#### [Requirement]
Word for word, give again the line holding "Might I trouble you for the coordinates of the clear blue" and each line after it to the end of the listing below.

#### [The data]
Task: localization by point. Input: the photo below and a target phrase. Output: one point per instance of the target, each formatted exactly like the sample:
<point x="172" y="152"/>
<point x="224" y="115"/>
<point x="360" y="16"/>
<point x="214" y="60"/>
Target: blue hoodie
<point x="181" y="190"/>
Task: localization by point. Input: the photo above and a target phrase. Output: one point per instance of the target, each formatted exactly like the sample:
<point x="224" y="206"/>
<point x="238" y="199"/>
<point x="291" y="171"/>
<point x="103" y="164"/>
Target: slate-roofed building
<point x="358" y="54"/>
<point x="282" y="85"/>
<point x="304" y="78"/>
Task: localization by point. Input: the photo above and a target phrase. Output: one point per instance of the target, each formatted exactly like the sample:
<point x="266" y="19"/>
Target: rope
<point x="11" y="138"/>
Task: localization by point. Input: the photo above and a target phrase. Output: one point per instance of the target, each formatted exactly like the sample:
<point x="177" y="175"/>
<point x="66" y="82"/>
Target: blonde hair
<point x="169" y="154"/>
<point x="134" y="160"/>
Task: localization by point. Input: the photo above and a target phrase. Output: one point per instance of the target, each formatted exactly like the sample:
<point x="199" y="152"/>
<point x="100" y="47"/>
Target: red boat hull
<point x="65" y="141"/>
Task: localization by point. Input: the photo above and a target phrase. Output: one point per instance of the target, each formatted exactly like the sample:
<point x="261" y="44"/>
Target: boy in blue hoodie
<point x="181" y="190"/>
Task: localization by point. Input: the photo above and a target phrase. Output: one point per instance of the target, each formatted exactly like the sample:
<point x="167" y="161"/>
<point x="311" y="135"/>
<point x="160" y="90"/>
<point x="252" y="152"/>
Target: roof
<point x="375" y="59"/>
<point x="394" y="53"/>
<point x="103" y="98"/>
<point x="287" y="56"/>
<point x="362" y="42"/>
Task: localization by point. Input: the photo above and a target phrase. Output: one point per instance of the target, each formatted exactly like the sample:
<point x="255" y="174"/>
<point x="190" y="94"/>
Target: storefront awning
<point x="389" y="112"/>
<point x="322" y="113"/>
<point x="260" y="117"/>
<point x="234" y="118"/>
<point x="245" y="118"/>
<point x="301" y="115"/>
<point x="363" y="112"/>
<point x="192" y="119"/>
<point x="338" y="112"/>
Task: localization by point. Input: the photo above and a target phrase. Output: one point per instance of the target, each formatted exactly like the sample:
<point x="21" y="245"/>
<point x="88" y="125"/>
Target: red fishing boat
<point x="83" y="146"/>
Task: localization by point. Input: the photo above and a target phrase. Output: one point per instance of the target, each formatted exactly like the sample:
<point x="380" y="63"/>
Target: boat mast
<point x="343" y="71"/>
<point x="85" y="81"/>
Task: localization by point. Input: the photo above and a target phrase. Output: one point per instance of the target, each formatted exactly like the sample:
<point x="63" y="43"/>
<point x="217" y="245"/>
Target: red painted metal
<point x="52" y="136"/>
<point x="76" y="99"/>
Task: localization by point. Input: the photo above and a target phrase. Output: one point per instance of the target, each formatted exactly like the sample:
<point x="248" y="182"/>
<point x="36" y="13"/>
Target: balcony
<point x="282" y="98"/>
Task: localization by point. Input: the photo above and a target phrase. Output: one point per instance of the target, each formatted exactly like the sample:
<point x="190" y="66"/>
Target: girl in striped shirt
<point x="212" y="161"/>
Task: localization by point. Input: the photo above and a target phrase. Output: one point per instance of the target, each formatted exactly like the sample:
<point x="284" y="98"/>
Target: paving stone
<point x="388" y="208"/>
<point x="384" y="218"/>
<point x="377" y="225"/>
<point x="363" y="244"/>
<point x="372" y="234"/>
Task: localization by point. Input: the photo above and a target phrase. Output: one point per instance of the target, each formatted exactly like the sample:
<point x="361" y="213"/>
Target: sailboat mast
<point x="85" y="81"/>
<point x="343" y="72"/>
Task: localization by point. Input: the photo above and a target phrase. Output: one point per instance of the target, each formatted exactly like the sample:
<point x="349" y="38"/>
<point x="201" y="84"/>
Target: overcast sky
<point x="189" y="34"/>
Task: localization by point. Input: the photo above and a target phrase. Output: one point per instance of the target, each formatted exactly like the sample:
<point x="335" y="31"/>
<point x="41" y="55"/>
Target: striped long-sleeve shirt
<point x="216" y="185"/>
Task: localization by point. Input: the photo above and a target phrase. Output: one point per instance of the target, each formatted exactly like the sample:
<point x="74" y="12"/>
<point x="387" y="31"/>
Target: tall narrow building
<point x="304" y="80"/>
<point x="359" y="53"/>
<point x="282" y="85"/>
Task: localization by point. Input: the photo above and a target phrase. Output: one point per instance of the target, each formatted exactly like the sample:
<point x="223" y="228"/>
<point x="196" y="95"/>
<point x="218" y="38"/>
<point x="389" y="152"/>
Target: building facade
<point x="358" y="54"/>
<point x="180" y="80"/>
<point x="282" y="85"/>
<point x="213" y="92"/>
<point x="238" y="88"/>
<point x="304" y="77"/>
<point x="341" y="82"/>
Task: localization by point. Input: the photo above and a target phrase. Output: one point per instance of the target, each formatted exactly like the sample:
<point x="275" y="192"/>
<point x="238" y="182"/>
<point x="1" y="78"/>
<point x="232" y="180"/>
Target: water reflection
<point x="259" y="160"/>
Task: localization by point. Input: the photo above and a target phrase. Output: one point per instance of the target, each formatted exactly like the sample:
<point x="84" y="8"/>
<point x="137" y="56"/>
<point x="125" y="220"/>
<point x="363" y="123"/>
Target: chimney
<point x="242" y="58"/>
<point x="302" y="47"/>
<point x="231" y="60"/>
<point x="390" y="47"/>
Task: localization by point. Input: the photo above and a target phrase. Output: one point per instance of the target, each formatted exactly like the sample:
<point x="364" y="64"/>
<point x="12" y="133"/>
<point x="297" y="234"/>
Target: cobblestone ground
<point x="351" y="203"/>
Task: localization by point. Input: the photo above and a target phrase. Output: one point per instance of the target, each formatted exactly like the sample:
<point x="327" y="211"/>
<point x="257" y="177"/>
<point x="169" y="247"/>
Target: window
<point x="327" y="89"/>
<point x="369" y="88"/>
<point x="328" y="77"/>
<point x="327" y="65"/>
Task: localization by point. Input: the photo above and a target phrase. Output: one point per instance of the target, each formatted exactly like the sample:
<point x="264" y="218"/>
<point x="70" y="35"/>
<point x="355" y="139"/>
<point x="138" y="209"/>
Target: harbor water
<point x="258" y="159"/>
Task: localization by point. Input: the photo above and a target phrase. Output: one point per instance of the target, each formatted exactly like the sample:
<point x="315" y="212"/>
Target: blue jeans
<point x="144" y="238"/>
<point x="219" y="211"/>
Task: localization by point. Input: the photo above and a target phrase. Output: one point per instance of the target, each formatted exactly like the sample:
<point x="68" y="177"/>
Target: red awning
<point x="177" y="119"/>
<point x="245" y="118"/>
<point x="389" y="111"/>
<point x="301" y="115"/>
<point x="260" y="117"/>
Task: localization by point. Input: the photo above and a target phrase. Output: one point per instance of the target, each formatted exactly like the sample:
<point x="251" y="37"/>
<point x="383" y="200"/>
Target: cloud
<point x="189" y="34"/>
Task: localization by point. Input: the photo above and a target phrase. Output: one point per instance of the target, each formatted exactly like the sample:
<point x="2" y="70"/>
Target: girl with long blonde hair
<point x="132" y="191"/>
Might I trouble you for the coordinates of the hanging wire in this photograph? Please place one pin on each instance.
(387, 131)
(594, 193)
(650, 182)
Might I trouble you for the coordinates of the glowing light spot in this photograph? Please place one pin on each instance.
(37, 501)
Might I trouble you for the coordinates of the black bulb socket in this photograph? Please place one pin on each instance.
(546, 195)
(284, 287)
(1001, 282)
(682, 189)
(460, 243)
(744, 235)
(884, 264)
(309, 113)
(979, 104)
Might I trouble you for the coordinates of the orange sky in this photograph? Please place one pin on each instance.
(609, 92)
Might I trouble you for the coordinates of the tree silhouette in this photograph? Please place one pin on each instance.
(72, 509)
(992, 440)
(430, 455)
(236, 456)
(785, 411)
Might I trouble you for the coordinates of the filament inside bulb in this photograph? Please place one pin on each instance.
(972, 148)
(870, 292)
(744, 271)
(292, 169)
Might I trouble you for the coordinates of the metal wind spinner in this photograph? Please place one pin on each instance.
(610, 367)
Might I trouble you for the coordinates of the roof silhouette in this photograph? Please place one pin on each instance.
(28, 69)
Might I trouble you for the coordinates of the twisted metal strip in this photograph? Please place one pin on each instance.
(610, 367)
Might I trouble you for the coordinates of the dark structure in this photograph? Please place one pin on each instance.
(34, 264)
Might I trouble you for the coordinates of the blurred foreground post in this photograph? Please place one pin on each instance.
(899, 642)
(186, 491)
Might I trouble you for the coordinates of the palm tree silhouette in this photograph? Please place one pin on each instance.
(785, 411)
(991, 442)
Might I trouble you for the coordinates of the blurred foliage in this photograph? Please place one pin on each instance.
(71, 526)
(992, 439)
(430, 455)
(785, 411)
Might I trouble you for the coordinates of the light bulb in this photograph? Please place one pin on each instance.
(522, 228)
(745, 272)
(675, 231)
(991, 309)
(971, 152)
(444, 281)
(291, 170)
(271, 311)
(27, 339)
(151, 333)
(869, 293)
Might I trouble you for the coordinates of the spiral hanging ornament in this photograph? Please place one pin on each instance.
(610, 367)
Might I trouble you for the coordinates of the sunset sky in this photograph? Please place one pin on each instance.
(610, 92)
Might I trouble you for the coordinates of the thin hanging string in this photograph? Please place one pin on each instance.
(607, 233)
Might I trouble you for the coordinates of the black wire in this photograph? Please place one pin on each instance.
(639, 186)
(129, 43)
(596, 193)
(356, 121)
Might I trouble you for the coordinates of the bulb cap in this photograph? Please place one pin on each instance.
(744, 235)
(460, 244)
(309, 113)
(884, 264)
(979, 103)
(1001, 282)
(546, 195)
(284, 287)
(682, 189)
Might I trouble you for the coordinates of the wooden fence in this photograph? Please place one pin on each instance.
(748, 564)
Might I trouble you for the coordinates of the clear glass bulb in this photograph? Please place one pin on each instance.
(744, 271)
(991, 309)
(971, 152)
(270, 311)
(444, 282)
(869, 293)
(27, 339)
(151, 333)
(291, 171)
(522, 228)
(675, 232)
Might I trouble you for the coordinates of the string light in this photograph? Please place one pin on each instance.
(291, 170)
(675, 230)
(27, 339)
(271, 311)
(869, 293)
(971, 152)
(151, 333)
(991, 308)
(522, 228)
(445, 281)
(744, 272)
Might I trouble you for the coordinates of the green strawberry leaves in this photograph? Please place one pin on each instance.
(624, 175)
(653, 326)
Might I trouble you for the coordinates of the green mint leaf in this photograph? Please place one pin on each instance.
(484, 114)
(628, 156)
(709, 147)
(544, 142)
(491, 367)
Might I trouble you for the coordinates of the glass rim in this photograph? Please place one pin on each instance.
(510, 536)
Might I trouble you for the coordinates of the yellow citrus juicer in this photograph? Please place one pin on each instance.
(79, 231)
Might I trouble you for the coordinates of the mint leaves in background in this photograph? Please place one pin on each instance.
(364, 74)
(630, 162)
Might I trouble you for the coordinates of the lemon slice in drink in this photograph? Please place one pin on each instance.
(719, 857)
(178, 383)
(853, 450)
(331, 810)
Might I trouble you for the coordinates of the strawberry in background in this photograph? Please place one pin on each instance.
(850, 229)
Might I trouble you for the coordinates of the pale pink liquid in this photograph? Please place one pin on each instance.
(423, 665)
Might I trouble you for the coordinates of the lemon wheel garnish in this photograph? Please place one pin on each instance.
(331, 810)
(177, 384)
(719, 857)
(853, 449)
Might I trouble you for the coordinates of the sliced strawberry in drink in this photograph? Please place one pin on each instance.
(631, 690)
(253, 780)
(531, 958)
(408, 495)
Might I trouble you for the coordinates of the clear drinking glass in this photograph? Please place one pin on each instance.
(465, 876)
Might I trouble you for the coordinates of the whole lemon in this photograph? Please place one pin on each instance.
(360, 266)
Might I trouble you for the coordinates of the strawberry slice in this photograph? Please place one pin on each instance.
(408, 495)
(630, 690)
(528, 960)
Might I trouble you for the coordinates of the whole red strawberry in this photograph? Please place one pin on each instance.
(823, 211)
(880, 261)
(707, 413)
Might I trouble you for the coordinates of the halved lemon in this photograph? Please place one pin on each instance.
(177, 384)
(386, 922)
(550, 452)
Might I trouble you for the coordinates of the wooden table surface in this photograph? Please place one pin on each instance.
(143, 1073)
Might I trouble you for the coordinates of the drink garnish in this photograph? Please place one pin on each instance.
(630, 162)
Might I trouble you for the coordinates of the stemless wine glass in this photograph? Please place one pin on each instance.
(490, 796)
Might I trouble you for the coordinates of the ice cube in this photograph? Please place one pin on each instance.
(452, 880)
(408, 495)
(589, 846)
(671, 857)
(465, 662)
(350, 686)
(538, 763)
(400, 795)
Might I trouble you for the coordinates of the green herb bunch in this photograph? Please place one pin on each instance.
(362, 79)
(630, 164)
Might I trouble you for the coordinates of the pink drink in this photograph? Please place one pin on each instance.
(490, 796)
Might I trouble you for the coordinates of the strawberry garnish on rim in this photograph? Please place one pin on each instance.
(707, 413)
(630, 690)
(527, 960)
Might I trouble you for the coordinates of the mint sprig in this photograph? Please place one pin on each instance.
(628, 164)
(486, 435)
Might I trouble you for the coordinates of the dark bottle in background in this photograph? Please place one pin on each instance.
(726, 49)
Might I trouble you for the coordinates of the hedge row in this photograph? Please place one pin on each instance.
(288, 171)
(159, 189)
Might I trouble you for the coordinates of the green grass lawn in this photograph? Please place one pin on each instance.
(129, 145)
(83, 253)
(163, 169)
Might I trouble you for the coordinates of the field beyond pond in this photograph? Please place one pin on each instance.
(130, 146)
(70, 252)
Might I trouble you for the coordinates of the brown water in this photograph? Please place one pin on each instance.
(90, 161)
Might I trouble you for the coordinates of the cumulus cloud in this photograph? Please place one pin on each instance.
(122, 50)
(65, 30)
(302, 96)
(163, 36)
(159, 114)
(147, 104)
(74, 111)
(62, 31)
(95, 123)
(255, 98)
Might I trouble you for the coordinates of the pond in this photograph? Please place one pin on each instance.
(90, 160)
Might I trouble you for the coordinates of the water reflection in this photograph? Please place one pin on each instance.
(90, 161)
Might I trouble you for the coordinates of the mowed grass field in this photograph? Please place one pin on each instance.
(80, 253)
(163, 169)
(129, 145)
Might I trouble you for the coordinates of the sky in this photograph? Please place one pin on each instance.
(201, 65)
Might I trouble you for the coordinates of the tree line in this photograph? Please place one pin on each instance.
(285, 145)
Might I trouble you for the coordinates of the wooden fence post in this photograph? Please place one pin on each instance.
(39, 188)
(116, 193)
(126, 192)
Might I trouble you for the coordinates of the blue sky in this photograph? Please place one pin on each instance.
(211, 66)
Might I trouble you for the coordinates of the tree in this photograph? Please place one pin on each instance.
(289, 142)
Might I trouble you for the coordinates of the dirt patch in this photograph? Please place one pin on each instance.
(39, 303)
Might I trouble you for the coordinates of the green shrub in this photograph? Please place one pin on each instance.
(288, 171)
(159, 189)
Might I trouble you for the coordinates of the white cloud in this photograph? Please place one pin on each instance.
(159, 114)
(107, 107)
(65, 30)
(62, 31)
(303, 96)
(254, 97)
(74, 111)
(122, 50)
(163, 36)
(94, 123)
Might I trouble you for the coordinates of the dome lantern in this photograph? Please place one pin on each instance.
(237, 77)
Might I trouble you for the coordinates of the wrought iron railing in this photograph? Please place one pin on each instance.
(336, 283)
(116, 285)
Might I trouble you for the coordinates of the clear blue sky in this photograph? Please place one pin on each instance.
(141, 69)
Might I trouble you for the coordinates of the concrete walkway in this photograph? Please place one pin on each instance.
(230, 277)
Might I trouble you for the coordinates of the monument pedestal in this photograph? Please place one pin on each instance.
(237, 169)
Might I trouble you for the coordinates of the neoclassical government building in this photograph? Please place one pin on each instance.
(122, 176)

#### [Task answer]
Might I trouble you for the coordinates of the clear blue sky in this photograph? Please place one pin on each instance.
(141, 69)
Might I trouble you for the coordinates of the concrete walkway in this photograph? Please place one pin on each instance.
(230, 277)
Might I trouble you for the coordinates of the monument pedestal in this photograph? Please place one pin on each instance.
(237, 169)
Might I trouble you for the coordinates of the neoclassical government building in this photograph? Please place one pin on each instance.
(122, 176)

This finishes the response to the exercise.